PASSAGE PROVIDED
/---
Burlington Building And Loan Association v. George J. Cummings

Decision Date17 January 1941
PartiesBURLINGTON BUILDING AND LOAN ASSOCIATION v. GEORGE J. CUMMINGS ET AL
CourtVermont Supreme Court

May Term, 1940.

Foreclosure.---1. Power of Attorney, P. L. 2600.---2. Exceptions to Findings and Failure to Find.---3. Rule Same at Law and in Equity.---4. P. L. 1269 Applies to Trials and not Decrees.---5. Appeal Tests Decree on Pleadings and Findings.---6. Appeal Does not Examine Evidence.---7. Answer Raising Is- sue not in Complaint.---8. Mortgagee's Duty to Examine Record.---9. Inference from Findings.---10. Correction of Agreements.---11. Mortgage Substituted for Prior One May Take Its Place.---12. Attaching Creditor's Rights Against Mortgage Discharge.---13. Land Records as Notice to Attaching Creditors.---14. Record of Decrees, P. L. 1320.---15. Notice of Continuation of Old Mortgage.---16. Bill of Exceptions Construed against Excepting Party.

1. A power of attorney for the sale of real estate is defective when it bears no seal and is attested by only one witness---P. L. 2600.

2. Exceptions to the findings of fact and to the failure to find in accordance with the defendant's requests as being unwarranted and unjustified under the evidence are too general to be available.

3. The rule as to the exception to findings or failure to find is the same whether the proceeding is at law or in equity.

4. P L. 1269 which provides for the procedure with respect to exceptions taken in hearings before a chancellor applies only to rulings made on trial and does not make the propriety of a decree the subject of an exception.

5. An appeal in chancery apart from a bill of exceptions raises the question as to whether the decree is warranted by the pleadings and supported by the findings.

6. Whether the evidence supports a decree is not made an issue by an appeal in chancery.

7. If a defendant has made an issue by his answer he can not claim to be harmed by the omission of such issue from a complaint.

8. A mortgagee who takes a new mortgage upon the discharge of an old one is not necessarily required to examine the records.

9. It will be assumed that a chancellor drew an inference which is fairly inferable from his findings.

10. Courts of chancery often interfere for the purpose of correcting agreements and contracts where the legal effect is entirely different from what the parties intended at the time it was made, and such is done in cases where the mistake was relative to the effect merely, rather a mistake of law than fact.

11. If a mortgagee through fraud or mistake takes a new mortgage in place of an old one, not in payment, but in continuation of the old indebtedness and cancels the old mortgage without knowledge of an intervening lien, he does not thereby subordi-

nate his security to the intervening lien of one who had actual or constructive knowledge of the mortgage.

12. When intervening attaching creditors will be in the same position and with the same rights as of the time of attachment if a discharge of a mortgage, made under mistake is cancelled it is unconscionable for them to set up the discharge on the record as an extinguishment of the mortgagee's interest.

13. Attaching creditors are charged with notice of what land records reveal.

14. It will be assumed in the absence of evidence to the contrary that a decree of a court of chancery is properly recorded as required by P. L. 1320.

15. The record of the discharge of two mortgages and the attempted execution, just before such discharges, of a third mortgage which was invalid on its face, was held sufficient, under the circumstances, to put the defendants on inquiry as to whether the debt might remain unpaid with a consequent continuation in equity of the mortgagee's rights and such knowledge thereof as could be obtained by reasonable diligence.
\---
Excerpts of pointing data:
/---
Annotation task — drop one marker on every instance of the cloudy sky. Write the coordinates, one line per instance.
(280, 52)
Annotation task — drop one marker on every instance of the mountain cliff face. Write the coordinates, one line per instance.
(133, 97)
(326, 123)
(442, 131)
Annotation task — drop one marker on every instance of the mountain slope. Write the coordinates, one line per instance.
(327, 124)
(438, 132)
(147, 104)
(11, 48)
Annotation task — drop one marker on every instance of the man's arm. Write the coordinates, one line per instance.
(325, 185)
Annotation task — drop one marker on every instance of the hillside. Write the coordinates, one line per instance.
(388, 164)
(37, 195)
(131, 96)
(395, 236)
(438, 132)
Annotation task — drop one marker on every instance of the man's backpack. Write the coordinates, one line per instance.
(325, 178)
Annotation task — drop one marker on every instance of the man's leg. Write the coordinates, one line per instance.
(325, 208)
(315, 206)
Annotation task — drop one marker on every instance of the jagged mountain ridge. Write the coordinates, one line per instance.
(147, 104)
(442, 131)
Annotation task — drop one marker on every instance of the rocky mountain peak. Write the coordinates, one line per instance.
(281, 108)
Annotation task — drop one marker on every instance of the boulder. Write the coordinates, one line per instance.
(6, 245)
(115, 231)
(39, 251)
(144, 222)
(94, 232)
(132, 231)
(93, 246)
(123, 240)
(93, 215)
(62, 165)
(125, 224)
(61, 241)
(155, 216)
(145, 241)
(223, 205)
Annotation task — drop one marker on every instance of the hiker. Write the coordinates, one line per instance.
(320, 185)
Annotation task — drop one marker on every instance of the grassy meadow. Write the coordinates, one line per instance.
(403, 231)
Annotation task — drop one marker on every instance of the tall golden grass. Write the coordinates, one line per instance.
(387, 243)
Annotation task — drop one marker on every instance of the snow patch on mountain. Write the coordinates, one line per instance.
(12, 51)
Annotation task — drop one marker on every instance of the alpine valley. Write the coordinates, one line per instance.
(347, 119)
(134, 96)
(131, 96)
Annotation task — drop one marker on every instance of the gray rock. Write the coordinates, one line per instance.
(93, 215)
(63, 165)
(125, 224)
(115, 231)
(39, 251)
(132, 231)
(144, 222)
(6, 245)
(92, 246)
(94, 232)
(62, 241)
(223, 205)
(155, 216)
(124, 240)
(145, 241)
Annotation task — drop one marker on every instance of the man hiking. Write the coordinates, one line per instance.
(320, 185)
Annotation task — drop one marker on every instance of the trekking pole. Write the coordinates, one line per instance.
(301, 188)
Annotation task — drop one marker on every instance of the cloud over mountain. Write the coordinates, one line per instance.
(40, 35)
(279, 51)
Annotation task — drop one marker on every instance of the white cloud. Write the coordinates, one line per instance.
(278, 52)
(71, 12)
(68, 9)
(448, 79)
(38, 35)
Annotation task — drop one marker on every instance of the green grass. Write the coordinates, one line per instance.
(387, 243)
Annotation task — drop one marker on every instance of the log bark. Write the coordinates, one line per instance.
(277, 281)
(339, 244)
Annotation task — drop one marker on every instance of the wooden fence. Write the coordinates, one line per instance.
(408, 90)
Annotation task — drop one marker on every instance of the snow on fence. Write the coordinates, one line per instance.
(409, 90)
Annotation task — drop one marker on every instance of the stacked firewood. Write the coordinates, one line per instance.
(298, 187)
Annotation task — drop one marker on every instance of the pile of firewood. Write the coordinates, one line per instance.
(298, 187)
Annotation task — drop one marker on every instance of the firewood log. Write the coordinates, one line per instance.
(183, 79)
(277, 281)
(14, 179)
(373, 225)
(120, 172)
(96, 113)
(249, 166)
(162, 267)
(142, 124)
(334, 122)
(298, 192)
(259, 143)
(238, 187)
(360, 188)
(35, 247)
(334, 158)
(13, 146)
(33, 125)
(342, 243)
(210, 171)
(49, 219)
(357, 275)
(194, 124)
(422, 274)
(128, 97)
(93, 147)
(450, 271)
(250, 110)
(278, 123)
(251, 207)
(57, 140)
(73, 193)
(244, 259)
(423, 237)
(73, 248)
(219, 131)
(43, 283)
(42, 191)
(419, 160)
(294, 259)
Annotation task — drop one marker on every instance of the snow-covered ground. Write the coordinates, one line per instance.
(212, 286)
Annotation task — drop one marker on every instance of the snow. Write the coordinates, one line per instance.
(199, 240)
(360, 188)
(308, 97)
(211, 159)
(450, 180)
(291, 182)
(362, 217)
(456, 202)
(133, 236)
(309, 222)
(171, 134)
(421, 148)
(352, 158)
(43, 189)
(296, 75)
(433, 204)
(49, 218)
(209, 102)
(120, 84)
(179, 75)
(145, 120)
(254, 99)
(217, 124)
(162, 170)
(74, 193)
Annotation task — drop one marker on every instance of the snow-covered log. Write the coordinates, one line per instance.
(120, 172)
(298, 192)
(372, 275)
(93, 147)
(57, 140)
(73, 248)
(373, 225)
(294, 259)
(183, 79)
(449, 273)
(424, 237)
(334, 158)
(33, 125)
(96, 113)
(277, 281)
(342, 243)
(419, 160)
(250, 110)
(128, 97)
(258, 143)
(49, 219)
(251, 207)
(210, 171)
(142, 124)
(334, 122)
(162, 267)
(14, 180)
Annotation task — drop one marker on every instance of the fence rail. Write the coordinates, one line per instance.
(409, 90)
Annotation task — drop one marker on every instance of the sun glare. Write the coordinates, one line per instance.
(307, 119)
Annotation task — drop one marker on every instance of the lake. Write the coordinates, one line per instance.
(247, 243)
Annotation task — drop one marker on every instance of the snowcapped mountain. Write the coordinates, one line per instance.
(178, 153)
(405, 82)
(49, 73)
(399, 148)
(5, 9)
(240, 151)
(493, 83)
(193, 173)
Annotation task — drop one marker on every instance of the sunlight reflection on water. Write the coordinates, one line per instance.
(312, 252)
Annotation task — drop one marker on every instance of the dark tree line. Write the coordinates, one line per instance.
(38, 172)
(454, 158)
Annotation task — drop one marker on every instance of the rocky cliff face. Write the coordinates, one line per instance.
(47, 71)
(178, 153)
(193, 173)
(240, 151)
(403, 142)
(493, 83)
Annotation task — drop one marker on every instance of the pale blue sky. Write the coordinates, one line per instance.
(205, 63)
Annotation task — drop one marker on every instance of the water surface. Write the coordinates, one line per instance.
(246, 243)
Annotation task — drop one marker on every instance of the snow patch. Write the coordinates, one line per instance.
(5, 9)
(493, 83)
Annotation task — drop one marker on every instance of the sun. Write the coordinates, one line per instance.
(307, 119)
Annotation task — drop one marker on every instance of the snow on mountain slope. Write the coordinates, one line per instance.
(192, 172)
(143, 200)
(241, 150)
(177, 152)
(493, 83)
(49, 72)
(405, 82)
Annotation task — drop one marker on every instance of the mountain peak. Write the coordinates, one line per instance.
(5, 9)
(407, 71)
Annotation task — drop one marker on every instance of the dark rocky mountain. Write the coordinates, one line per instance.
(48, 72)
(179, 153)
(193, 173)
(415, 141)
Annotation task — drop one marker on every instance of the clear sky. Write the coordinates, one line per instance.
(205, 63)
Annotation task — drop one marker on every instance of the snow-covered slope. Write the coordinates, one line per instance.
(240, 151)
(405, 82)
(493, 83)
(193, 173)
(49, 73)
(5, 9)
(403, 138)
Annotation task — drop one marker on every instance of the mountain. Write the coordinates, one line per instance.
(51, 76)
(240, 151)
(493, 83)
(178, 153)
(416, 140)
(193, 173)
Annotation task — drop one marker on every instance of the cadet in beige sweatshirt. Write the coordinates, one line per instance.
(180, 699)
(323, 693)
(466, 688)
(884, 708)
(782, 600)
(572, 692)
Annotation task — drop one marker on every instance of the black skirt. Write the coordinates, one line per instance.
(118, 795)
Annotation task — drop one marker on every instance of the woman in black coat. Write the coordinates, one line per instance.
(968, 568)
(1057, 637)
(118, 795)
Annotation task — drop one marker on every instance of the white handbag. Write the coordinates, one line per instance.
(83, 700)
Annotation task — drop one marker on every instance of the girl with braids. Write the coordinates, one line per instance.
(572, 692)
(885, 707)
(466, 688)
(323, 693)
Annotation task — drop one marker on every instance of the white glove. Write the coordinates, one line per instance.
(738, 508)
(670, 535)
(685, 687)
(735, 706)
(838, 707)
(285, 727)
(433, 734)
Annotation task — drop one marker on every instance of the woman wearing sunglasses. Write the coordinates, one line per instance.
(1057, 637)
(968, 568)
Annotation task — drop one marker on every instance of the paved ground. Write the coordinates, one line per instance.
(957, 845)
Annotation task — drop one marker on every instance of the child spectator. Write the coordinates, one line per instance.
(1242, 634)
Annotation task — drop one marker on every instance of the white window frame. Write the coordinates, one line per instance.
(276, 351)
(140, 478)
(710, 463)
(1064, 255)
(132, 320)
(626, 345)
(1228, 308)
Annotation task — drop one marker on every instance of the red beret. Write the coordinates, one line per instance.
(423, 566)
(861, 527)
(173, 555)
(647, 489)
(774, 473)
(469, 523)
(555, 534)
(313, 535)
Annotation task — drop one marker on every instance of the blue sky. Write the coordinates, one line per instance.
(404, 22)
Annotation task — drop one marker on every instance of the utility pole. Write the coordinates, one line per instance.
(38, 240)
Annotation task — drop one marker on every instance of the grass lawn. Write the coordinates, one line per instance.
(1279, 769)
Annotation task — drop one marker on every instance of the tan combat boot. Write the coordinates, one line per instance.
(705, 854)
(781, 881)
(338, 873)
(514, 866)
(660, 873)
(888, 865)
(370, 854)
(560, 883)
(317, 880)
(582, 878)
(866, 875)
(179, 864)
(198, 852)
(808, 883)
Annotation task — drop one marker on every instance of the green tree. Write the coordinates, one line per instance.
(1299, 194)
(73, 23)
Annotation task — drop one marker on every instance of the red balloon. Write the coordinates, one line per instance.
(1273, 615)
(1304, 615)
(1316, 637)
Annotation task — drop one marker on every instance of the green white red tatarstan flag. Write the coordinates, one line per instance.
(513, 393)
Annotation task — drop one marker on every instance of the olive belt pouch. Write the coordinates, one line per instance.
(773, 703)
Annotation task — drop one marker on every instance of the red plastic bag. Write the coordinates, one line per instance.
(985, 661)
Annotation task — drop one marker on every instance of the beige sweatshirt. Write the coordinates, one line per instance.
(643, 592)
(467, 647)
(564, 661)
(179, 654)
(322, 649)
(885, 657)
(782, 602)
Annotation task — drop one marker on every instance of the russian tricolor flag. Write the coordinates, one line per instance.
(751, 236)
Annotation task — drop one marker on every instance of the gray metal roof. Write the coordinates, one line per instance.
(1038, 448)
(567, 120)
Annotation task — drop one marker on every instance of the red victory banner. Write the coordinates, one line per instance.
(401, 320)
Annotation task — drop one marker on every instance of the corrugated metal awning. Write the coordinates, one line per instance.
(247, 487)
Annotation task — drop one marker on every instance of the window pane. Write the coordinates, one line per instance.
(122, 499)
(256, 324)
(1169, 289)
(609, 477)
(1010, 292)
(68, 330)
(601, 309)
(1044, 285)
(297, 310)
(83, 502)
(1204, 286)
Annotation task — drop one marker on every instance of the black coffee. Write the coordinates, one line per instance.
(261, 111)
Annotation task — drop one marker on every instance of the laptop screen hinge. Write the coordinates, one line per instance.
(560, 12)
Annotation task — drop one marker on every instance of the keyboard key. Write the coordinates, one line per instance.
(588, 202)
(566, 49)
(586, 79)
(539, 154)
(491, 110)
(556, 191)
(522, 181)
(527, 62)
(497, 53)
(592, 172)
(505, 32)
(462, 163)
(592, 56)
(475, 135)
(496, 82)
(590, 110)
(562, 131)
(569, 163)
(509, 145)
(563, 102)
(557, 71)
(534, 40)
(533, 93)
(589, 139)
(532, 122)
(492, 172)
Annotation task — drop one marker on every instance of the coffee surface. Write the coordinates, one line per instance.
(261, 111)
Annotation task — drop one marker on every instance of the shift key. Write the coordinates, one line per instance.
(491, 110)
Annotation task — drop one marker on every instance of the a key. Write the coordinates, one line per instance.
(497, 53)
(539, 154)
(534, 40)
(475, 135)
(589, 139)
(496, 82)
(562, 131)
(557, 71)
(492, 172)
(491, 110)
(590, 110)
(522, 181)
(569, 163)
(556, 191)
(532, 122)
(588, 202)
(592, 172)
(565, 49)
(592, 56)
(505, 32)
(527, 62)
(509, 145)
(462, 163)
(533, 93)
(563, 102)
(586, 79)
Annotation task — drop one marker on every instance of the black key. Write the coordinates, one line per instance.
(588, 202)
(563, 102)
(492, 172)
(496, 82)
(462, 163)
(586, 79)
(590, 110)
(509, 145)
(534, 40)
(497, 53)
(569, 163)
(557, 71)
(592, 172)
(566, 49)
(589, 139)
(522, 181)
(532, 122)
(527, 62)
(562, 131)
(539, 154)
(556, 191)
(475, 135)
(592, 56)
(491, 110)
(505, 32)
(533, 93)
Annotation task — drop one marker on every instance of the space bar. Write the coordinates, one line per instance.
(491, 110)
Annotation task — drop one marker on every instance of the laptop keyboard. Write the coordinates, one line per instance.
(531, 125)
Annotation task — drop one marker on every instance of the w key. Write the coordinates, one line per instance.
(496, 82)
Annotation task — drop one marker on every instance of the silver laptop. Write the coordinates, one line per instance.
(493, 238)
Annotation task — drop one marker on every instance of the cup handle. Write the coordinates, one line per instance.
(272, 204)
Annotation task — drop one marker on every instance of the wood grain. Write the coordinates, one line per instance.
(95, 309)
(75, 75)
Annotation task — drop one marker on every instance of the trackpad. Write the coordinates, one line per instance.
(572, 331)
\---
REQUIRED ACTIONS
**a)** List every statute citation, in the form "P. L." followed by a number, that appears in the Vermont foreclosure decision summary.
**b)** Carry on the Vermont foreclosure decision summary from its last numbered point.

ANSWER SET
**a)**
P. L. 2600
P. L. 1269
P. L. 1320

**b)**
16. A bill of exceptions must be construed strictly against the excepting party.

PETITION FOR FORECLOSURE brought against George J. Cummings John Seith, Martin S. Vilas and Charles R. Harvey. Amendments to the petition and various pleadings were made. Heard by Cushing, Chancellor, at the September Term, 1938, of Chittenden County Court of Chancery. Findings of fact were made and decree entered for foreclosure of mortgages. After opinion was rendered, motion was filed and granted for reargument and original opinion was withdrawn. Other facts appear in the opinion.

Decree modified to provide for discharge of record of the invalid mortgage of August 28, 1934, and in other respects decree affirmed. Let a new period of redemption be fixed for which purpose the cause is remanded.

Martin S. Vilas, pro se.

Nicholas A. Morwood for defendants Vilas and Harvey.

M. G. Leary and Bernard J. Leddy (M. G. Leary, Jr., on the brief) for the plaintiff.

Present: MOULTON, C. J., SHERBURNE, BUTTLES, STURTEVANT and JEFFORDS, JJ.

OPINION
BUTTLES

In this chancery proceeding, which by permission of court has been reargued, the plaintiff prays by its petition as amended, in substance, that its equitable rights in and to certain mortgaged premises be ascertained and protected; that three mortgages of real estate in the City of Burlington and the performance of the obligations therein secured be held in full force and effect as security to the petitioner under the terms of those mortgages; that said mortgages be held to be prior to all rights of any and all of the defendants in and to the mortgaged premises and that the claimed rights of the defendants in the premises be foreclosed. The defendants Vilas and Harvey were the only defendants who appeared and answered and defendant Vilas alone, hereinafter termed the defendant, has appealed to this Court. Hearing was had before the Chancellor and findings of fact were made and filed.

It appears from the findings that the three mortgages under which the plaintiff claims were dated September 15, 1930, December 2, 1932 and August 28, 1934, respectively, and that they were given to secure payment to the plaintiff of the sums of $ 1,000, $ 600 and $ 1,400, respectively; that the first two mortgages conveyed two different parcels of land and the third mortgage conveyed the same parcels that were covered by the first two mortgages; that the first two purported to be executed by John Seith and the third by George J. Cummings by John Seith having power of attorney, etc. This power of attorney had only one witness and no seal and was otherwise defective. It is further found that the first and second mortgages, hereinafter called the original mortgages, were discharged of record on October 5, 1934; that it was the intention of the parties to keep alive and on foot the original indebtedness owing by Seith to the plaintiff and that the discharge of the original mortgages resulted from the mistake of the plaintiff; that the $ 1,400 note which was secured by the third mortgage represented the balance due from Seith to the plaintiff on the day the third mortgage was executed, together with interest, costs and dues to the association and that this sum was never paid by Seith except by the execution of the note dated August 28, 1934.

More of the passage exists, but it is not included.